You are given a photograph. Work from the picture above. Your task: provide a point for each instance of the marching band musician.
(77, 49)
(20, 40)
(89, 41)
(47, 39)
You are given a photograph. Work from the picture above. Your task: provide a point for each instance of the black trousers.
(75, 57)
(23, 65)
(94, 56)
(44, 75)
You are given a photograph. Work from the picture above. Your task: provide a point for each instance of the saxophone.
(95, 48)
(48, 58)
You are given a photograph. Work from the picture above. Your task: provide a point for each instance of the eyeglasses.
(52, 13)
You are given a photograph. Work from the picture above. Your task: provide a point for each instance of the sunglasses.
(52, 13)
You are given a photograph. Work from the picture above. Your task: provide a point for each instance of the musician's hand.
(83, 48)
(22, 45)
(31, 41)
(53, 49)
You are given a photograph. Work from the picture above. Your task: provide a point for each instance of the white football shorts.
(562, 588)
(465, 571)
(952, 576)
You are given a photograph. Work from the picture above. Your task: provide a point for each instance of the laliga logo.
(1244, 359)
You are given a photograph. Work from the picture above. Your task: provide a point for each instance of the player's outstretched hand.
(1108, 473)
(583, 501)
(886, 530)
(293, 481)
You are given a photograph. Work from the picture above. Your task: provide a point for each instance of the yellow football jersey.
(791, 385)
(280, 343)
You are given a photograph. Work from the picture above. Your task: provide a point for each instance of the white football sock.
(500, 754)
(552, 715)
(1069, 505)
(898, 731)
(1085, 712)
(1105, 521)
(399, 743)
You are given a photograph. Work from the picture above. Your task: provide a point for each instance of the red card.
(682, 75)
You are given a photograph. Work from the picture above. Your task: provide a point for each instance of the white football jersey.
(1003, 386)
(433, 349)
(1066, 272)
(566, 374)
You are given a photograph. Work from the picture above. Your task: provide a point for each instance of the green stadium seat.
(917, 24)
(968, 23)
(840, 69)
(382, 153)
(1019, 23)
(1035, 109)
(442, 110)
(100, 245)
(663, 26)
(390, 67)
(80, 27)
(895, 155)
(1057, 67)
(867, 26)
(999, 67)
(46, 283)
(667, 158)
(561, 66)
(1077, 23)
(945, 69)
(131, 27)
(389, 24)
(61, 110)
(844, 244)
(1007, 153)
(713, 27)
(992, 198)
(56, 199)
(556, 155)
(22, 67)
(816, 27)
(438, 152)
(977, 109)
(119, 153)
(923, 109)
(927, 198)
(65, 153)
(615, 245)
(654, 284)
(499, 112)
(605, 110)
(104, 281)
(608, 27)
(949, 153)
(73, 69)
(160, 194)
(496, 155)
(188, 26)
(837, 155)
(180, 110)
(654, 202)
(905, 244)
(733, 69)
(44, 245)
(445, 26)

--*--

• **Written task**
Please return the data above exactly as given.

• **Result below**
You are given a photograph. Work from the picture above. Your task: provide a point for each instance of the marching band musician.
(77, 49)
(20, 40)
(89, 41)
(47, 39)
You are given a photograph. Work from the picture above. Your task: provide a point for each instance of the black trousers.
(75, 57)
(23, 65)
(94, 56)
(44, 75)
You are given a photograph. Work from the picture above. Your task: provide a point for each instance of the saxophone.
(95, 48)
(48, 58)
You are given a photograph. Work from the picture above. Your task: provide a point for each instance of the eyeglasses.
(52, 13)
You are given a photograph. Work from the picture above. Your task: provide a point for each instance of the sunglasses.
(52, 13)
You are given a photograph. Work from the picture above. Your task: provide a point for each instance of the musician's hand.
(83, 48)
(22, 45)
(31, 41)
(53, 49)
You are given a photograph. Work from the picture above. Your task: provide a point for each instance of the white football shorts.
(562, 588)
(465, 571)
(952, 576)
You are given a photograph. Work from the picture above. Your task: provide a point for each instance of the laliga logo.
(1244, 359)
You are given a photograph. Work from the picture above. Your task: provide a point for each instance of the player's outstretched hand.
(1108, 473)
(583, 501)
(886, 530)
(293, 481)
You are given a photograph. Work from the picture above. Your task: provide a point for each instance of the yellow football jersey.
(791, 385)
(280, 343)
You are given a photograph. Work from the picture above. Your task: provide a point for each instance of the white football sock.
(500, 754)
(552, 715)
(1069, 505)
(898, 731)
(1085, 712)
(1105, 521)
(399, 743)
You are given a photograph. Work from the picture above. Your task: provide a point for each instance of the red card.
(682, 75)
You are given a photograph. Work from the picture above. Your task: provide a point for each instance of the white football jersey.
(1003, 386)
(433, 349)
(1066, 272)
(566, 374)
You are given a photograph. Work from the picture above. Your task: provide a point for each instance of the green stadium seat.
(917, 24)
(968, 23)
(840, 69)
(382, 153)
(1019, 23)
(1035, 109)
(442, 110)
(100, 245)
(663, 26)
(390, 67)
(80, 27)
(895, 155)
(1057, 67)
(867, 26)
(999, 67)
(46, 283)
(667, 158)
(561, 66)
(1077, 23)
(945, 69)
(131, 27)
(389, 24)
(61, 110)
(844, 244)
(1007, 153)
(713, 27)
(992, 198)
(56, 199)
(556, 155)
(22, 67)
(816, 27)
(438, 152)
(977, 109)
(119, 153)
(923, 109)
(927, 198)
(65, 153)
(615, 245)
(654, 284)
(499, 112)
(605, 110)
(104, 281)
(608, 27)
(949, 153)
(73, 69)
(160, 194)
(496, 155)
(188, 26)
(837, 155)
(180, 110)
(654, 202)
(905, 244)
(733, 69)
(44, 245)
(445, 26)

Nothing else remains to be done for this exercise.